__Work to be completed__. Please set down, exactly, the line with "Q: Using the form shown in this sample, indicate the white" and all lines that follow it through the end of the records below.

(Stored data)
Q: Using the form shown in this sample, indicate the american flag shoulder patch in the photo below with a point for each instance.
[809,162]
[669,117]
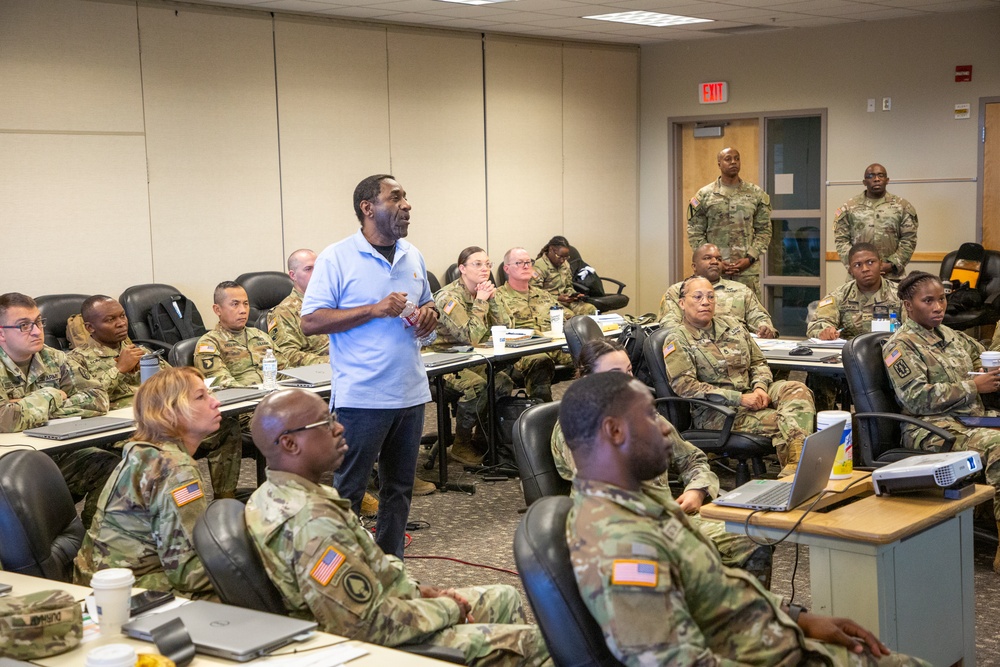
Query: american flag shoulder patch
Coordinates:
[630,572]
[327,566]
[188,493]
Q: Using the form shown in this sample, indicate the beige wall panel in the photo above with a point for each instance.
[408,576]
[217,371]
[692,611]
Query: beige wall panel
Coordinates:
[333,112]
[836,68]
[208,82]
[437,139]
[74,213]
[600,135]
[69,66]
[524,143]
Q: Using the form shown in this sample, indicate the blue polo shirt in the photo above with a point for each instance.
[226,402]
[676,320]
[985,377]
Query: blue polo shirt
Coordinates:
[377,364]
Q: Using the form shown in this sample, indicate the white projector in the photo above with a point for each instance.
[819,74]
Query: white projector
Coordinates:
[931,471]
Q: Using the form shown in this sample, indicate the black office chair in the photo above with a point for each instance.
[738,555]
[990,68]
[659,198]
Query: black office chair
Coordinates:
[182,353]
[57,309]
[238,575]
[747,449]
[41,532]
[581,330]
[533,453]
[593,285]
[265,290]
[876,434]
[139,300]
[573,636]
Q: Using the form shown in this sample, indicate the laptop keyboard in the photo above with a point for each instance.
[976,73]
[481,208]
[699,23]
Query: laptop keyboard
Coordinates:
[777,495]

__Written answer__.
Q: Using the form shown in this sample, indicate the white projector in the photo above with a point for each instance.
[819,74]
Query: white projector
Coordinates:
[931,471]
Q: Using the form shown in this sample, indicate the black office chair in the photo above with a point for each instance.
[738,555]
[990,68]
[659,198]
Query: black office chair
Coordinates:
[182,353]
[57,309]
[238,575]
[747,449]
[41,532]
[581,330]
[533,453]
[593,285]
[265,290]
[876,434]
[139,300]
[573,636]
Q: Using the form shown in this sample, indicate the laptop keyboard in the photo above with a point for each instance.
[976,73]
[481,208]
[699,23]
Query: laptop keyboard
Coordinates:
[777,495]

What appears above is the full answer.